--- START ---

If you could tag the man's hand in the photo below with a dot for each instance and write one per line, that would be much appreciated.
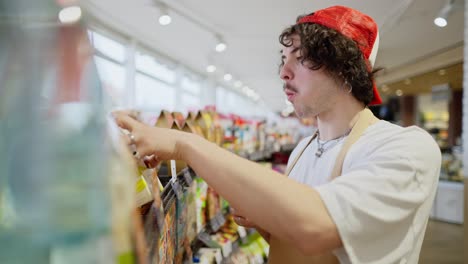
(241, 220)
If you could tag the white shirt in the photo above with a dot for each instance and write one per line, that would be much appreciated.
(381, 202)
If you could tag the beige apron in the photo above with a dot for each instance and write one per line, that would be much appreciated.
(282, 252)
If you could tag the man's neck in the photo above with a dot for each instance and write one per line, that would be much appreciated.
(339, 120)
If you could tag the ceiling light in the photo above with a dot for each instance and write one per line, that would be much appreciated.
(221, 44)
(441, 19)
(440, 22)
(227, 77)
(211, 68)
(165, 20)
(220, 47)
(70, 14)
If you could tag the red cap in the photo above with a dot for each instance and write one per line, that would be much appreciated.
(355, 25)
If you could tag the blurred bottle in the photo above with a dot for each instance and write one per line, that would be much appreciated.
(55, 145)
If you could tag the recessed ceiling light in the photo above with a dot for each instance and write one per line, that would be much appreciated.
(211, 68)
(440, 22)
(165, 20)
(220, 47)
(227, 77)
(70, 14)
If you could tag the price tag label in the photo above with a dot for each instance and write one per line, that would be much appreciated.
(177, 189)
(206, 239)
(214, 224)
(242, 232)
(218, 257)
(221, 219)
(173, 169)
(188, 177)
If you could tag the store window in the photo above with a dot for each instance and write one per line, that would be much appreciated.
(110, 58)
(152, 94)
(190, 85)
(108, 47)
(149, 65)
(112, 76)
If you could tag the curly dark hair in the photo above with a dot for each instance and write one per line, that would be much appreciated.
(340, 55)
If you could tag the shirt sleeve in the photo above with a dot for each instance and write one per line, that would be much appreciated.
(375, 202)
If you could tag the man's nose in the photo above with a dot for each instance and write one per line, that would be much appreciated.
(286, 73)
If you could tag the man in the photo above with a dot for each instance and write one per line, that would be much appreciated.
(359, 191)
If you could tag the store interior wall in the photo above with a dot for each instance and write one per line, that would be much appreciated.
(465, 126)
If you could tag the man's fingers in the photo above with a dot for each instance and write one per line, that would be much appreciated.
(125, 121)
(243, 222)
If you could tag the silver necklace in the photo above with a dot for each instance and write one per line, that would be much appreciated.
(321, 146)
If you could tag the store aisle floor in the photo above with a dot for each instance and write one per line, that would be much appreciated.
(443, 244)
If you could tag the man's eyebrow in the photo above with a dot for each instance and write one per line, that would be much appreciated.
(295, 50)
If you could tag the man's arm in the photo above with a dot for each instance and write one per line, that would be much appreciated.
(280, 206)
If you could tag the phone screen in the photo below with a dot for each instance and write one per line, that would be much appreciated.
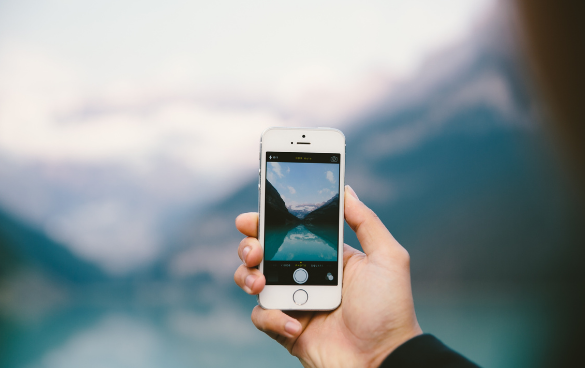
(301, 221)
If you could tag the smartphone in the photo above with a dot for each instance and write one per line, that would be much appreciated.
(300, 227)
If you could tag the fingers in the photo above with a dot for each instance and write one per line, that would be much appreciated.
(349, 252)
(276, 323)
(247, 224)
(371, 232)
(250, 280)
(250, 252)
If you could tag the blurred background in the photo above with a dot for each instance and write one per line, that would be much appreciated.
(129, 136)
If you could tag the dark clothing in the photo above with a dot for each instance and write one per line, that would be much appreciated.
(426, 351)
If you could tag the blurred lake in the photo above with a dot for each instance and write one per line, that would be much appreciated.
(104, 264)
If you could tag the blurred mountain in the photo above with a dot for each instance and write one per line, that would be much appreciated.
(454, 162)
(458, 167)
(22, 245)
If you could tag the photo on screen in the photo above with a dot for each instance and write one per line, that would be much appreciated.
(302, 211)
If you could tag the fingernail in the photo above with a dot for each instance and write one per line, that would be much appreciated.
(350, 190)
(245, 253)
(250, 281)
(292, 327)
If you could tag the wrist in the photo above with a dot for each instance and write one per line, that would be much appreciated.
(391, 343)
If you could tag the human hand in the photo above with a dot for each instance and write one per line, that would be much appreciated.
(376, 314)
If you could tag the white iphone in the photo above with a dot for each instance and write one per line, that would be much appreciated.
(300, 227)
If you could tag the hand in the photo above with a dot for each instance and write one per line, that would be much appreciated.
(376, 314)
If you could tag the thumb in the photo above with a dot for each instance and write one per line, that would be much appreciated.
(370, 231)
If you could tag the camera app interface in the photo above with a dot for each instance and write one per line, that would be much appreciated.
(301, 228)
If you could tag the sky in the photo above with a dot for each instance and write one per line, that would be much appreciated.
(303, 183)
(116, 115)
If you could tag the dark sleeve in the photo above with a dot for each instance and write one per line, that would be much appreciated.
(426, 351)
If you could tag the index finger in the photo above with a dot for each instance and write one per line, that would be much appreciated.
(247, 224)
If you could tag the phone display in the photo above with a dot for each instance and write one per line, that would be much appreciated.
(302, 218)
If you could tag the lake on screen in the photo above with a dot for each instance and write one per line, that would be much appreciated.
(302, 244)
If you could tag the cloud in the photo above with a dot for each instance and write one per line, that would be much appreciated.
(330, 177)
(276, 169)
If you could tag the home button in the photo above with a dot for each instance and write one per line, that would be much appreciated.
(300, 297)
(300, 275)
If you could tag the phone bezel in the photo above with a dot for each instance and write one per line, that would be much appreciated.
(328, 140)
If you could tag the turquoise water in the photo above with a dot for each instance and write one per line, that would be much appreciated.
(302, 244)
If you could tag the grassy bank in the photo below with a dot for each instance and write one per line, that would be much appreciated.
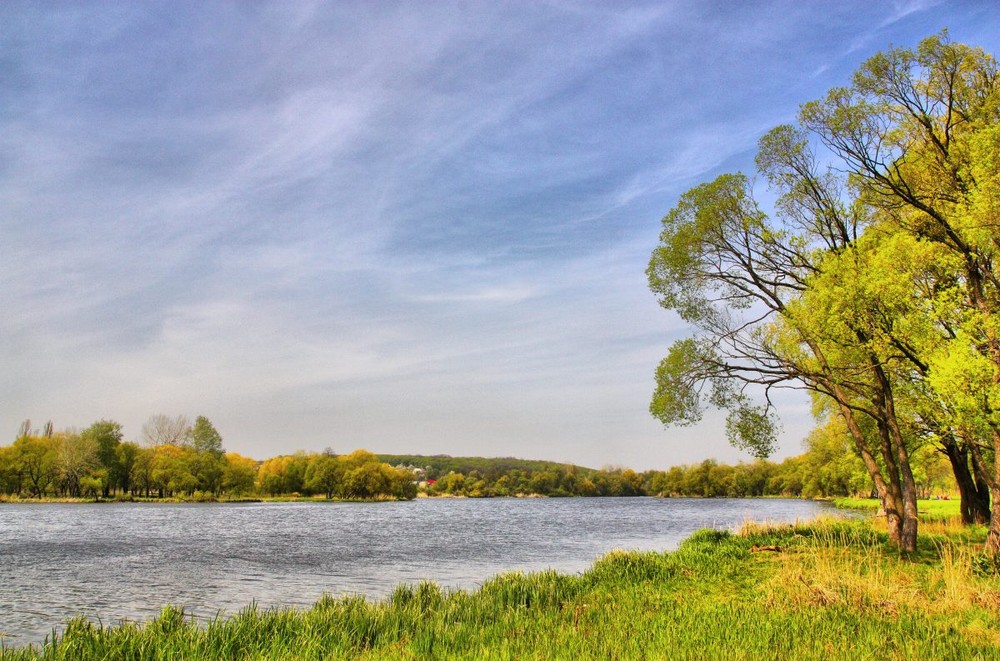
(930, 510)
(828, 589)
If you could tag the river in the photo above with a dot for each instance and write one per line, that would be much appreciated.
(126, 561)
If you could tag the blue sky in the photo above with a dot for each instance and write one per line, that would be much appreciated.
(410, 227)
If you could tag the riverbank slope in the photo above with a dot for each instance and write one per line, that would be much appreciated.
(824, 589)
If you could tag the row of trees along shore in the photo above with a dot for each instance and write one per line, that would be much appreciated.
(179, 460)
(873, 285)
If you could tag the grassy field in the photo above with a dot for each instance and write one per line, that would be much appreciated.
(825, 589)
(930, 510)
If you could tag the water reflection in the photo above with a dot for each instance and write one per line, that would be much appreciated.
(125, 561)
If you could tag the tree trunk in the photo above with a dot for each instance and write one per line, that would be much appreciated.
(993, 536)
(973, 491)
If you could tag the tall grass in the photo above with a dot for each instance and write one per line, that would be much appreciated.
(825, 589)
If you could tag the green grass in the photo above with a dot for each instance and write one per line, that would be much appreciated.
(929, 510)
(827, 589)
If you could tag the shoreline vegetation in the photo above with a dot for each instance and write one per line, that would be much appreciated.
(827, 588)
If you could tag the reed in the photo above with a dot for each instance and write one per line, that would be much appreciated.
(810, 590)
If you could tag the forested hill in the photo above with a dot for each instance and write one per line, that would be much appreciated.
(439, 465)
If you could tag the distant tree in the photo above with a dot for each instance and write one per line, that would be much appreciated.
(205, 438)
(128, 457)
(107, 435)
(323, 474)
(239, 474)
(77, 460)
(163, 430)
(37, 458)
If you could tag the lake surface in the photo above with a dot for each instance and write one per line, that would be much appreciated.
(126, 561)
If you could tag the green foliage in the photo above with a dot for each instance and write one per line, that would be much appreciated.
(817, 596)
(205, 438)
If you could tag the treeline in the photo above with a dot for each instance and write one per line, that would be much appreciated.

--- END ---
--- START ---

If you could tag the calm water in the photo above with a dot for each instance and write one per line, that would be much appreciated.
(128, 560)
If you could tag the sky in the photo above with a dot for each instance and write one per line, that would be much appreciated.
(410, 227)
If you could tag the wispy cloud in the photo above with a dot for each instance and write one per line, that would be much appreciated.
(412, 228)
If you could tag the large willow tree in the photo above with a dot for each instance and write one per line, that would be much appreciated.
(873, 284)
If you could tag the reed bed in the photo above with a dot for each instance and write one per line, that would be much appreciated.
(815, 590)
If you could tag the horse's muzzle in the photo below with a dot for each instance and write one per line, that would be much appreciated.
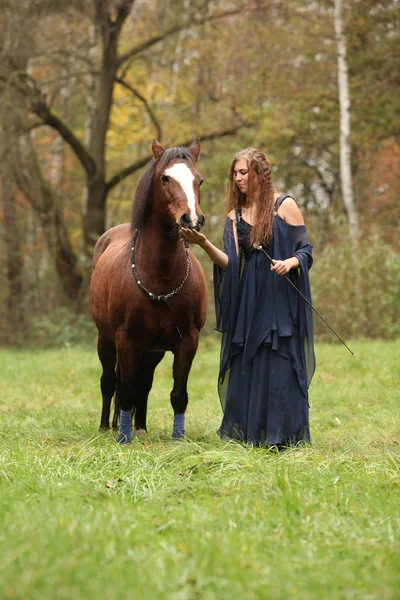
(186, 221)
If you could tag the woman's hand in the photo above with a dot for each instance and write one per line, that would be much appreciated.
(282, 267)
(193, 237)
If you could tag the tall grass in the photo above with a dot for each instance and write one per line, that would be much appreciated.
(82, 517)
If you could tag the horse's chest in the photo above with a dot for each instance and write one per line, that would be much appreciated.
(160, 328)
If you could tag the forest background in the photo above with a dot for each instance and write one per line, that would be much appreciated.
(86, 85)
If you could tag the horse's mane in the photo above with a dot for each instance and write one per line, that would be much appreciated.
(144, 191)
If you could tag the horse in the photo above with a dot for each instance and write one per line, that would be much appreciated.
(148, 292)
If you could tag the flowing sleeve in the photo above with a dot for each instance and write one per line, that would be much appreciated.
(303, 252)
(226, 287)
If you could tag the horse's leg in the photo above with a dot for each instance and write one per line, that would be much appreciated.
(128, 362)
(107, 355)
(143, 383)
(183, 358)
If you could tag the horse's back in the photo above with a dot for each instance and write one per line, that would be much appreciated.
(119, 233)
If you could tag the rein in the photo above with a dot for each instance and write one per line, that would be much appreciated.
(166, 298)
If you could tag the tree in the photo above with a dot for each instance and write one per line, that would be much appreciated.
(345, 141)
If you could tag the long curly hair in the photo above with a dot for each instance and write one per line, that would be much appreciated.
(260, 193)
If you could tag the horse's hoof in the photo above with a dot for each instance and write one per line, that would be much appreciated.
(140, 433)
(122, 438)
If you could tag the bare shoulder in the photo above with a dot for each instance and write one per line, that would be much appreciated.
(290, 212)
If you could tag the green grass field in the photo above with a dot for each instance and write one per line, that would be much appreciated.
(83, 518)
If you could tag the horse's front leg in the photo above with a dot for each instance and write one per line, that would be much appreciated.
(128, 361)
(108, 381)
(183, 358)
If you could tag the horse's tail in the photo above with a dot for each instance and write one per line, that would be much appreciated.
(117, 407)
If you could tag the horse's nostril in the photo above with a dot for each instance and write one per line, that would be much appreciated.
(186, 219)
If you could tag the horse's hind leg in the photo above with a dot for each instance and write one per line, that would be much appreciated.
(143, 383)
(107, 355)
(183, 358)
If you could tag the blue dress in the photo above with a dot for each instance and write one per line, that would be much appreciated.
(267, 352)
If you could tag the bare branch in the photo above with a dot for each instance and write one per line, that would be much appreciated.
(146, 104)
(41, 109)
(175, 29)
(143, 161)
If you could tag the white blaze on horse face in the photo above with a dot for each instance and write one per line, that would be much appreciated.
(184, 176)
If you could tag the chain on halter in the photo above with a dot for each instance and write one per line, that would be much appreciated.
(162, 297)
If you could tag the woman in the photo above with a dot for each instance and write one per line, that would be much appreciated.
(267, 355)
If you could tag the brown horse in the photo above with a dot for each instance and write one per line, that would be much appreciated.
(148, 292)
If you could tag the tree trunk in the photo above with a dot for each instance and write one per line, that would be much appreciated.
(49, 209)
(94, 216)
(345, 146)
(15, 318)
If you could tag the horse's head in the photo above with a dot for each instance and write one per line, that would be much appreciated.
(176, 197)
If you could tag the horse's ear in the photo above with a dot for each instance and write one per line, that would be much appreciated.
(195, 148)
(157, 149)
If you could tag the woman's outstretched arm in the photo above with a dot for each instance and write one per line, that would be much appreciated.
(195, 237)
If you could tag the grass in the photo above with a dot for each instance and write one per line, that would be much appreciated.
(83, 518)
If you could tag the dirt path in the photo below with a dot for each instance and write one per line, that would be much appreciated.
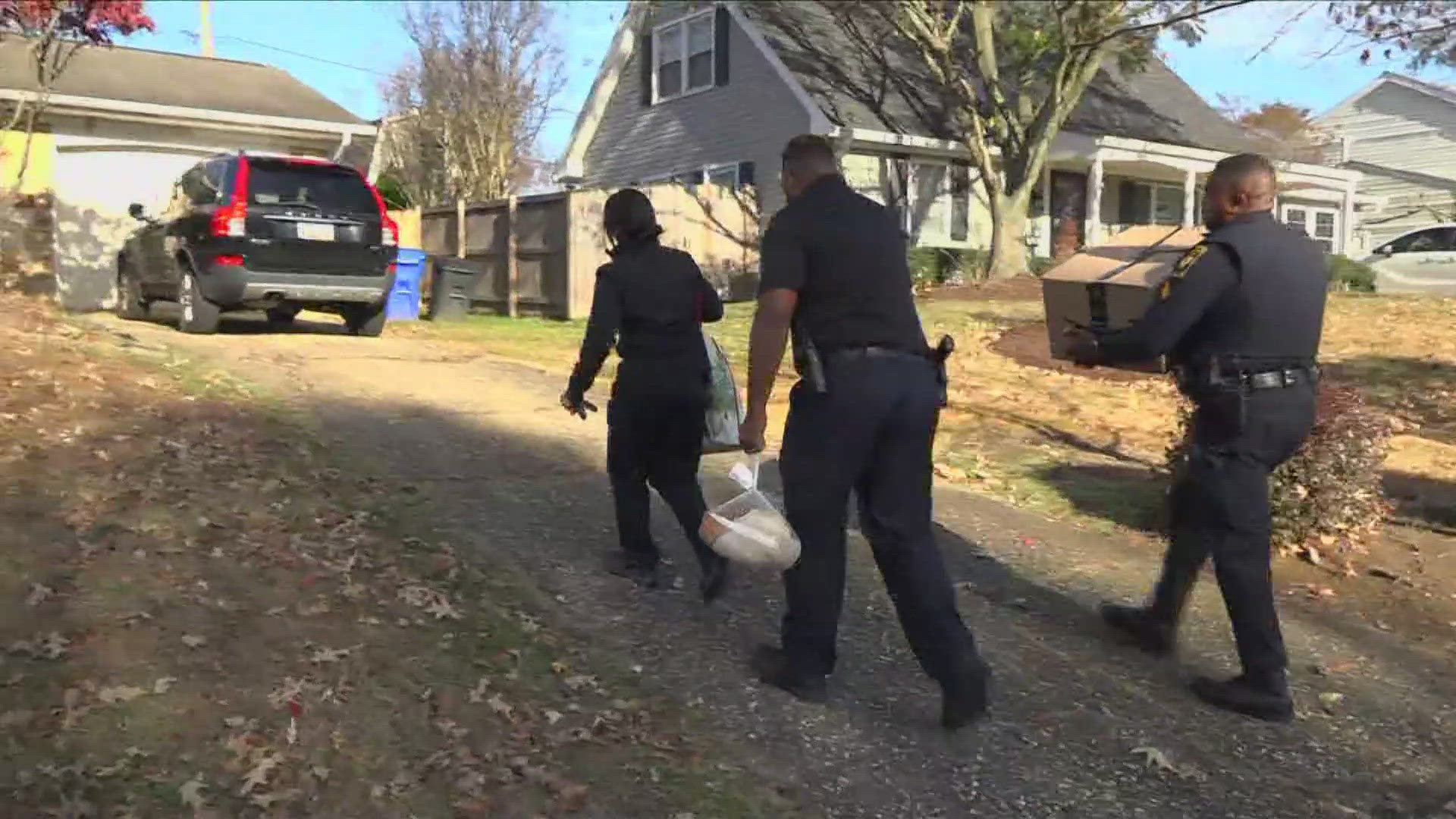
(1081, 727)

--- END ---

## Aim
Count how many lines of the material above contain the string "hair" and give only that number.

## Full answer
2